» Texto proporcionado
--------------------------------------------------

La existencia de semejante escenario está marcado por la reproducción de violencias en las que se torna eficiente el «blanqueamiento» como mentalidad e ideal de realización. El desprecio hacia la negritud, así como el despliegue de la baja autoestima entre los sujetos de piel oscura, son también otras de sus variables. Por ende, dicha corporeidad, dada la tonalidad de su pigmentación, resulta percibida fuera de los cánones socialmente establecidos de belleza, prestigio, respeto y admiración humana.

La extensión de frases tan repetidas como interiorizadas y por ende asumidas por la generalidad social, dan cuenta de ello, al tornarse comunes algunas expresiones, como: «negrito de salir», «negro educado» o «negro pero decente»; cuyo uso extensivo confirma la excepcionalidad que se le otorga a la identidades «progresivas», cual patrones fuera de la regla que debe caracterizar el imaginario establecido en torno suyo, definidas como: «salvajes», «violentas/os», «delincuentes» y «marginales».

--------------------------------------------------

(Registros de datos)
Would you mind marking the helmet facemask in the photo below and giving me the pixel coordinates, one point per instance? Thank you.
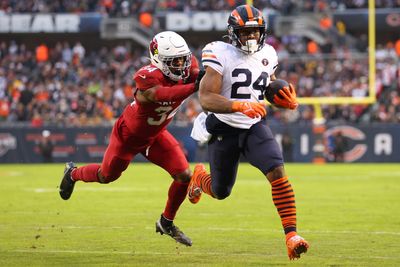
(176, 68)
(170, 53)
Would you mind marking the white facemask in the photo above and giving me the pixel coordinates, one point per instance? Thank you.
(250, 46)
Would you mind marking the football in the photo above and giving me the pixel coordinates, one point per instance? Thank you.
(273, 89)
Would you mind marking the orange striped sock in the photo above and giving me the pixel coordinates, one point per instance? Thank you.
(204, 181)
(284, 200)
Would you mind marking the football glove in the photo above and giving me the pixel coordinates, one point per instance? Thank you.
(288, 98)
(250, 109)
(198, 79)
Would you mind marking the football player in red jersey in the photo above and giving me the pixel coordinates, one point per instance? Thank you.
(161, 87)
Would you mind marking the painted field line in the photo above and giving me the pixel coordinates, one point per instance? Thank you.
(38, 251)
(219, 229)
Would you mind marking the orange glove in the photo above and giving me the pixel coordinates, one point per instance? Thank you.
(289, 98)
(250, 109)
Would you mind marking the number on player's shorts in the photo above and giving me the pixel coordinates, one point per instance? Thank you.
(258, 85)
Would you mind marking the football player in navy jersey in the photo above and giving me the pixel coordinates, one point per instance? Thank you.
(231, 91)
(161, 87)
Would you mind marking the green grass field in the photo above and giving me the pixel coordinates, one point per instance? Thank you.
(349, 213)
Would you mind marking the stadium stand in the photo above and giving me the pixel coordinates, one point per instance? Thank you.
(79, 79)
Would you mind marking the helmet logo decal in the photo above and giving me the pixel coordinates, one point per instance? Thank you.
(154, 46)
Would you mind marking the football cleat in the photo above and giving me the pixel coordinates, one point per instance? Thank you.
(67, 184)
(174, 232)
(296, 245)
(194, 189)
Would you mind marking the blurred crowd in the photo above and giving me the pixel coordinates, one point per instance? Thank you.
(122, 8)
(71, 86)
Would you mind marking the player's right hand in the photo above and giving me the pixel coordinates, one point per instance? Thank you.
(198, 79)
(250, 109)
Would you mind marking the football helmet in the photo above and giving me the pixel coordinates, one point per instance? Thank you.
(246, 16)
(170, 53)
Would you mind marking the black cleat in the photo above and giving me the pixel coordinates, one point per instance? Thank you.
(67, 184)
(174, 232)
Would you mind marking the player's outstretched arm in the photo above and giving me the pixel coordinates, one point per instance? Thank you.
(166, 93)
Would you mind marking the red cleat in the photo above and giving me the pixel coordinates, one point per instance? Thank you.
(194, 189)
(296, 245)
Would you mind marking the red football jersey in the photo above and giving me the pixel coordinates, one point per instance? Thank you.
(148, 119)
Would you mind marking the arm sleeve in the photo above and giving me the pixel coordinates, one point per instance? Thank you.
(177, 92)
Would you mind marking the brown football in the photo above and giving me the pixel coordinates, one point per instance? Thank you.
(273, 89)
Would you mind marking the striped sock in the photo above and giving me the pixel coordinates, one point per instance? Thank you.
(284, 200)
(204, 181)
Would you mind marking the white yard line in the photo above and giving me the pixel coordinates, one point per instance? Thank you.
(224, 229)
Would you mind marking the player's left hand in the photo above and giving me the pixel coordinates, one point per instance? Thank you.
(198, 79)
(288, 99)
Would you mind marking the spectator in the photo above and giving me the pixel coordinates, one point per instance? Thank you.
(46, 147)
(339, 147)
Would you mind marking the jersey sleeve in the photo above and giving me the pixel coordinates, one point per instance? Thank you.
(212, 57)
(145, 79)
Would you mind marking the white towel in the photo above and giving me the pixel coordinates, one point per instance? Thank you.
(199, 131)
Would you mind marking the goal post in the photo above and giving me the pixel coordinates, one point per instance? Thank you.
(319, 126)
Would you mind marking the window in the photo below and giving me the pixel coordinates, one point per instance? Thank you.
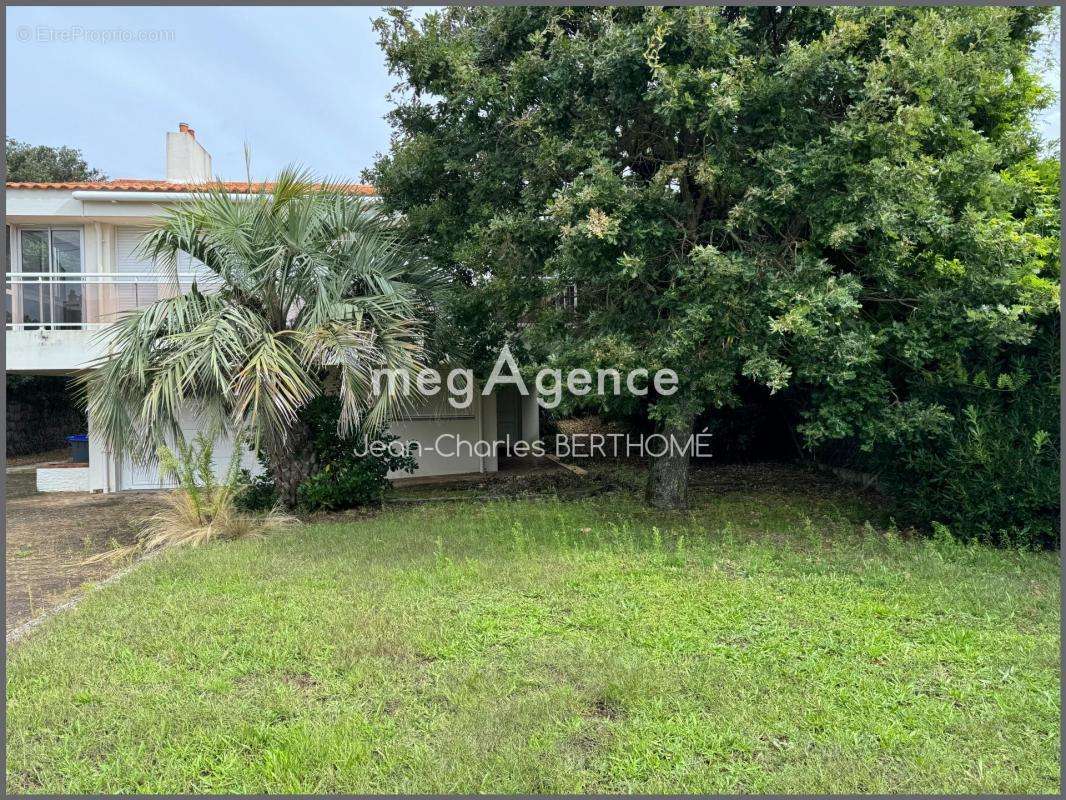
(52, 300)
(9, 304)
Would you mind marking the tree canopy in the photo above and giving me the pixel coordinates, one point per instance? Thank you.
(845, 206)
(29, 162)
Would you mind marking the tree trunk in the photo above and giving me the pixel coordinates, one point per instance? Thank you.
(668, 477)
(291, 462)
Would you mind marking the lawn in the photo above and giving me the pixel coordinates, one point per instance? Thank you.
(766, 641)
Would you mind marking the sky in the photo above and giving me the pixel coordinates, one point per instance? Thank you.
(297, 84)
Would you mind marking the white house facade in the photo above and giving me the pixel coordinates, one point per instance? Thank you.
(73, 268)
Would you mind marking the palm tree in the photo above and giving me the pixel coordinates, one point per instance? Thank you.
(308, 290)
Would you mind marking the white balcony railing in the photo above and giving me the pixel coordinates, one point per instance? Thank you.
(81, 301)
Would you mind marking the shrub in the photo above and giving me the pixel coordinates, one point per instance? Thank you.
(992, 476)
(351, 470)
(202, 508)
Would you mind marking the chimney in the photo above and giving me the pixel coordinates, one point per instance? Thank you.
(187, 161)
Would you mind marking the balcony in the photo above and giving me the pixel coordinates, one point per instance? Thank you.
(58, 313)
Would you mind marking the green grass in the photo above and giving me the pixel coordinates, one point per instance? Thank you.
(764, 642)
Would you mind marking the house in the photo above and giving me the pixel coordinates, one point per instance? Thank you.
(73, 268)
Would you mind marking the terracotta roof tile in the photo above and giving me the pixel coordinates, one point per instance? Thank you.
(136, 185)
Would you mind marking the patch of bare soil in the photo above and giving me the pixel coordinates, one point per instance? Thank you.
(48, 537)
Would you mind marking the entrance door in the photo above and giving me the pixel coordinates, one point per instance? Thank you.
(509, 416)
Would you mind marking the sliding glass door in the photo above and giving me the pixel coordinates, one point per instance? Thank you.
(52, 300)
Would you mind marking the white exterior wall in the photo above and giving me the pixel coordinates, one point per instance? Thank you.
(63, 479)
(106, 248)
(447, 440)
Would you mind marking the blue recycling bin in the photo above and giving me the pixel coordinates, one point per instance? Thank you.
(79, 448)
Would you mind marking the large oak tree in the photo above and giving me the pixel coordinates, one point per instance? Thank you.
(844, 204)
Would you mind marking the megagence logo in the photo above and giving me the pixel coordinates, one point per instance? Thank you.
(549, 383)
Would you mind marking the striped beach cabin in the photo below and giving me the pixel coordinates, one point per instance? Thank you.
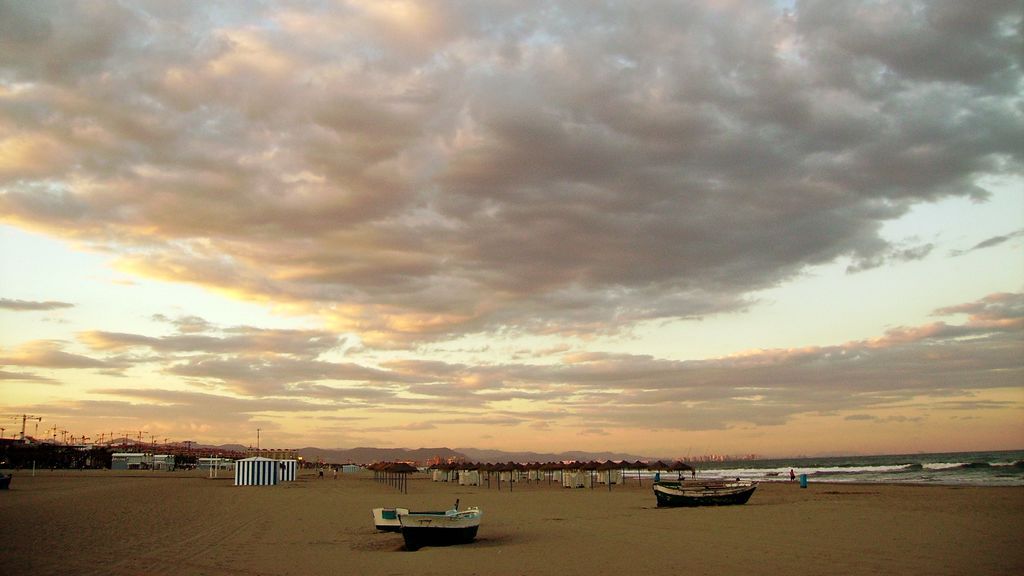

--------------------------------------------------

» Tarea
Imprime sin ningún cambio el fragmento del texto sobre el blanqueamiento que va desde "La existencia de" hasta "y admiración humana.".

» Respuesta correcta
La existencia de semejante escenario está marcado por la reproducción de violencias en las que se torna eficiente el «blanqueamiento» como mentalidad e ideal de realización. El desprecio hacia la negritud, así como el despliegue de la baja autoestima entre los sujetos de piel oscura, son también otras de sus variables. Por ende, dicha corporeidad, dada la tonalidad de su pigmentación, resulta percibida fuera de los cánones socialmente establecidos de belleza, prestigio, respeto y admiración humana.